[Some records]
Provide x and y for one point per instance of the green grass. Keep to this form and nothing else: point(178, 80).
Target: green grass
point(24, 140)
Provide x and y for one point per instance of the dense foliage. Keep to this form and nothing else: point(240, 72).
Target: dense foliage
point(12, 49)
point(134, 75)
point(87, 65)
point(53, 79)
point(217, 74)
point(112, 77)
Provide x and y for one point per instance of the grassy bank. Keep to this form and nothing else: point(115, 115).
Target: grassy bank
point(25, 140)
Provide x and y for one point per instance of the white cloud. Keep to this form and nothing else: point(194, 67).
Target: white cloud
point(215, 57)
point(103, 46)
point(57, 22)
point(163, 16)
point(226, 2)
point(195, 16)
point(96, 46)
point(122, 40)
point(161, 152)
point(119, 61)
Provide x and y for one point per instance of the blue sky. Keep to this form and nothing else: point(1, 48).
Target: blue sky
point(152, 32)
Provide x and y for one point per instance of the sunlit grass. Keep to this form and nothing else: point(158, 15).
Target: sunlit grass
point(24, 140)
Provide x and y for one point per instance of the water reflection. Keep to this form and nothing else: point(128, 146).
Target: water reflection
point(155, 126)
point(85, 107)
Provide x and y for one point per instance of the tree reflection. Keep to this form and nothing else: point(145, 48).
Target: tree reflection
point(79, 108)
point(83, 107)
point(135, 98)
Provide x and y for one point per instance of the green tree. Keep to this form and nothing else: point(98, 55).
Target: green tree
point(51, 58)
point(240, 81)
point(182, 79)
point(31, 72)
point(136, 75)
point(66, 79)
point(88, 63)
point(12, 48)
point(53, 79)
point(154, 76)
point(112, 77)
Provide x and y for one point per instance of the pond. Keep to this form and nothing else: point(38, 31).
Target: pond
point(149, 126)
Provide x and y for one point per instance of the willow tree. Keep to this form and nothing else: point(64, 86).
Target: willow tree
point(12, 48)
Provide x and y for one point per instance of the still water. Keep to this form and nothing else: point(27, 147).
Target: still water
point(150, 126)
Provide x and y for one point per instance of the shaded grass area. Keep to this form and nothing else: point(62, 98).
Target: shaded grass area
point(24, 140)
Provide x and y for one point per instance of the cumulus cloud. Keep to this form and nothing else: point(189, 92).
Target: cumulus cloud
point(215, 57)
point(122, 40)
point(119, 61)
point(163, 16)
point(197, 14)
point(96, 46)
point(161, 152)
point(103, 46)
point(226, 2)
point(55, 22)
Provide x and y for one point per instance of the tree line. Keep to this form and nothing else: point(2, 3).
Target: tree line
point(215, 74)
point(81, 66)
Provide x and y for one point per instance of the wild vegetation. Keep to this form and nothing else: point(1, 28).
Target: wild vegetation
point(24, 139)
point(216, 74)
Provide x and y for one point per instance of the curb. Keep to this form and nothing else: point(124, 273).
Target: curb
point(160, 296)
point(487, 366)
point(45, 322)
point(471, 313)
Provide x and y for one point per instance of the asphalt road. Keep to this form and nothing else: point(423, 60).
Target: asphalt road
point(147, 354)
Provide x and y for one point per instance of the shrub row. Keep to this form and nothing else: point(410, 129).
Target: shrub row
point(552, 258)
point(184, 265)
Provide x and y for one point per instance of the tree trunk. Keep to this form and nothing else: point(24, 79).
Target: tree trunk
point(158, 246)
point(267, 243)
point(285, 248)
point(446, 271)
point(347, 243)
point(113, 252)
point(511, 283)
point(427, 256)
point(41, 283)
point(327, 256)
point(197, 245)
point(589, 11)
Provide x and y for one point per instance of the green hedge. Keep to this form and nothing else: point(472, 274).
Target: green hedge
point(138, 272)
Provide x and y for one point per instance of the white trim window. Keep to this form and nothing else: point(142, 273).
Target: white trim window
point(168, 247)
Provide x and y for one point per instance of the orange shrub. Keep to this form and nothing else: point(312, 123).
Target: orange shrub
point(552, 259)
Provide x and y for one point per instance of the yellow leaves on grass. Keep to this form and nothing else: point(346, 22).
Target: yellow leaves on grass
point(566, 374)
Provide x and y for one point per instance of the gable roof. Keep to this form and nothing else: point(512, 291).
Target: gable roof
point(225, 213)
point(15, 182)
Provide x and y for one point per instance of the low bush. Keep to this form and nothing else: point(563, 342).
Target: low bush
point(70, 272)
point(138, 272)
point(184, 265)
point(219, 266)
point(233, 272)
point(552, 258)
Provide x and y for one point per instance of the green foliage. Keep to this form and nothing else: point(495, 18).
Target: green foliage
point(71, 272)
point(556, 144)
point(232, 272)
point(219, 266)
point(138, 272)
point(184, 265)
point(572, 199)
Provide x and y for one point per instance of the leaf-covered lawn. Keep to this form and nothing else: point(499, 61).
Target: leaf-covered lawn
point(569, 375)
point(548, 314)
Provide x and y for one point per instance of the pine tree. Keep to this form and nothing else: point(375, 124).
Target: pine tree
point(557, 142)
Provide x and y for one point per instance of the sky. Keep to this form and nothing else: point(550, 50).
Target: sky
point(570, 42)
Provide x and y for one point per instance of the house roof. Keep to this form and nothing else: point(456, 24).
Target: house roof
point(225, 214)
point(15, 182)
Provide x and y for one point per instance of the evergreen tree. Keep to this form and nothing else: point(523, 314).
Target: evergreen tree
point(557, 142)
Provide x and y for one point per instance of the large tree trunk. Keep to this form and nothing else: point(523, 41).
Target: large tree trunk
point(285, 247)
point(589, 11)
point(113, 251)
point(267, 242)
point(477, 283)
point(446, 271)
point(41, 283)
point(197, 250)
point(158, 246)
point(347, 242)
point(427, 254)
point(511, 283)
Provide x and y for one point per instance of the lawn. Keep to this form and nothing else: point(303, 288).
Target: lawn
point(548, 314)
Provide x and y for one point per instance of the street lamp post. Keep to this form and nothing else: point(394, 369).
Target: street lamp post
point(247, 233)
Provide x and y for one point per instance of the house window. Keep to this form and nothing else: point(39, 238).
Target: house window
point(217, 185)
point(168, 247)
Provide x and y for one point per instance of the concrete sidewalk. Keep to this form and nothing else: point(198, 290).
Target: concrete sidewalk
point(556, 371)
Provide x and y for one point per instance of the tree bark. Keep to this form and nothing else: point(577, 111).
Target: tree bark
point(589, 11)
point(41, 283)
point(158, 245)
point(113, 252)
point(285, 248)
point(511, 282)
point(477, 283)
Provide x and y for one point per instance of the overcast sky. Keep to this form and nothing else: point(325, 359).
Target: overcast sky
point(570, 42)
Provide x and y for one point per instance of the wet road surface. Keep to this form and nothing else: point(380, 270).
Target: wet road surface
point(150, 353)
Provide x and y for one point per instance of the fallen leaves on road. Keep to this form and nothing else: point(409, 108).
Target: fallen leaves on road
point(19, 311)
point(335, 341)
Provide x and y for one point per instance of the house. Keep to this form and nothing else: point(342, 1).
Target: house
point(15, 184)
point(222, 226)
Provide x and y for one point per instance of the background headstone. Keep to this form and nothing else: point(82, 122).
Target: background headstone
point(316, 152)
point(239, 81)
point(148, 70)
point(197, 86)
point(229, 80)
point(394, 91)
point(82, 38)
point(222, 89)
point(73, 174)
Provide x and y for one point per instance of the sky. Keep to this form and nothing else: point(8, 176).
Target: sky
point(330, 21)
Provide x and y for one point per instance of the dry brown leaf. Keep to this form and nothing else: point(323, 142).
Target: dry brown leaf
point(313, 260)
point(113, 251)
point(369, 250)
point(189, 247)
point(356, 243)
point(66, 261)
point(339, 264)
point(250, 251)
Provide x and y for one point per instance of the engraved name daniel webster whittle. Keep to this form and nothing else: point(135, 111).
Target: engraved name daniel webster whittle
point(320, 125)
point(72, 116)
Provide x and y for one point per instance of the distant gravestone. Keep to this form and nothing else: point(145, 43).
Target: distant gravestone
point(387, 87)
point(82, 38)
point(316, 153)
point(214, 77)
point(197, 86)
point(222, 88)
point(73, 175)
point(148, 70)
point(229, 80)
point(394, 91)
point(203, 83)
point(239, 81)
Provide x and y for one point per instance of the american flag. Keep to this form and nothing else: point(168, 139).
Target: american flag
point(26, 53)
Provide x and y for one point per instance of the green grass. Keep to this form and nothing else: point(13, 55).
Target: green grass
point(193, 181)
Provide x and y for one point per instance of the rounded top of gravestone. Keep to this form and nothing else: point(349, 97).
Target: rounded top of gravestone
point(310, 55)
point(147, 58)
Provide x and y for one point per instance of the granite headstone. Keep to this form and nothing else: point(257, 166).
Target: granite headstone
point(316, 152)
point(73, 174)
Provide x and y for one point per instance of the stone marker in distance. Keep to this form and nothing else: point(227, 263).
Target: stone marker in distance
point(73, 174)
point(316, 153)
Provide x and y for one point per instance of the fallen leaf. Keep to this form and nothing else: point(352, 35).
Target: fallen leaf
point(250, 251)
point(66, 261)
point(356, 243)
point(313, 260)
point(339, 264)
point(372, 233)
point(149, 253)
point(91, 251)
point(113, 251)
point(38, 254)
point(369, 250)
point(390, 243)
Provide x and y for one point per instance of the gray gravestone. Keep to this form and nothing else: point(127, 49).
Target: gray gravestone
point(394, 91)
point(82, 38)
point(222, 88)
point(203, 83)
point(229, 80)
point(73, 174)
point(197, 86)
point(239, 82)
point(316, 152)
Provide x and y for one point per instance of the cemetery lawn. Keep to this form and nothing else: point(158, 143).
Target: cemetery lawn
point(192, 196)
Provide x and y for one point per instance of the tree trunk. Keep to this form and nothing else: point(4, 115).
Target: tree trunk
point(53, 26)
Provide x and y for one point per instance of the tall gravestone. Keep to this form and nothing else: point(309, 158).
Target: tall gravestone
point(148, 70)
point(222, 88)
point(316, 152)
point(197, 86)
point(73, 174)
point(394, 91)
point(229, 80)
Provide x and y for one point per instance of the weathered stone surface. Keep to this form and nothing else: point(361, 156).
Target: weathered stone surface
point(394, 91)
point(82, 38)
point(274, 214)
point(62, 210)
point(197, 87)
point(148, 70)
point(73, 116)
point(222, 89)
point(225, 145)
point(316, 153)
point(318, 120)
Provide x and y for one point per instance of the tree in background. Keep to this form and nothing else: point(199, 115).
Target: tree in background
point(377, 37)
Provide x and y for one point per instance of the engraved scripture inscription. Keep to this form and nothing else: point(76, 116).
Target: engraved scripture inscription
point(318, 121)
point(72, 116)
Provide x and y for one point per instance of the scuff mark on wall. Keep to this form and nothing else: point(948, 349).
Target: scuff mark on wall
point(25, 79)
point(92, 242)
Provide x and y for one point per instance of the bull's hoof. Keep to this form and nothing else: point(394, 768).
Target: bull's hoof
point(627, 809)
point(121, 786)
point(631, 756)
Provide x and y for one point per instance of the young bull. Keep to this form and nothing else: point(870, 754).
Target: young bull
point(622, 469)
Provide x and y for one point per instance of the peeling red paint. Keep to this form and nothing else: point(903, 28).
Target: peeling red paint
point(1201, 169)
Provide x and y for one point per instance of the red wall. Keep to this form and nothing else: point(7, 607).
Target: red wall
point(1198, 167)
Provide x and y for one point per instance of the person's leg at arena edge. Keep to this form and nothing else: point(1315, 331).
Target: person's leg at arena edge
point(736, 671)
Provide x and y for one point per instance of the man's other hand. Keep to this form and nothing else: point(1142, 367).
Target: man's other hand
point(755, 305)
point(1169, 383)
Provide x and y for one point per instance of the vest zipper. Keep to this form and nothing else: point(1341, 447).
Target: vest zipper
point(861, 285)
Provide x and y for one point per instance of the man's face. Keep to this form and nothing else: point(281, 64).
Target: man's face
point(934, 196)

## YOUR INSTRUCTIONS
Reproduce every line between the one containing "else: point(870, 754)." and the end of the entries, inclusive, keeping the requests and their sample points unchanged. Scale each coordinate in the answers by 2.4 and round to whole numbers, with halves rounding up.

## SOLUTION
Provide x and y for one point per instance of the young bull. Keep to this form and nothing else: point(870, 754).
Target: young bull
point(1493, 1126)
Provide x and y for one point per instance of the peeling red paint. Keep to this form and nothing else: point(903, 28).
Target: peeling red paint
point(2882, 406)
Provide x and y for one point per instance of the red wall. Keep to this form and nothing else: point(7, 607).
Target: red wall
point(2875, 401)
Provide x and y for one point per instance of the person's leg at arena edge. Keep to this form and nothing else: point(1315, 331).
Target: person's leg at arena edge
point(1766, 1610)
Provide x and y for one point per instance of the man's other hand. Keep to this form and nothing else: point(1142, 367).
Target: man's other hand
point(1812, 732)
point(2806, 919)
Provide x and y for one point per instance of the vest zipper. Keep to this form and nothing else: point(1341, 447).
Target: vest zipper
point(2066, 684)
Provide x and y for one point per instance of the man's face. Keep to this form and nothing else: point(281, 64).
Target: man's face
point(2242, 470)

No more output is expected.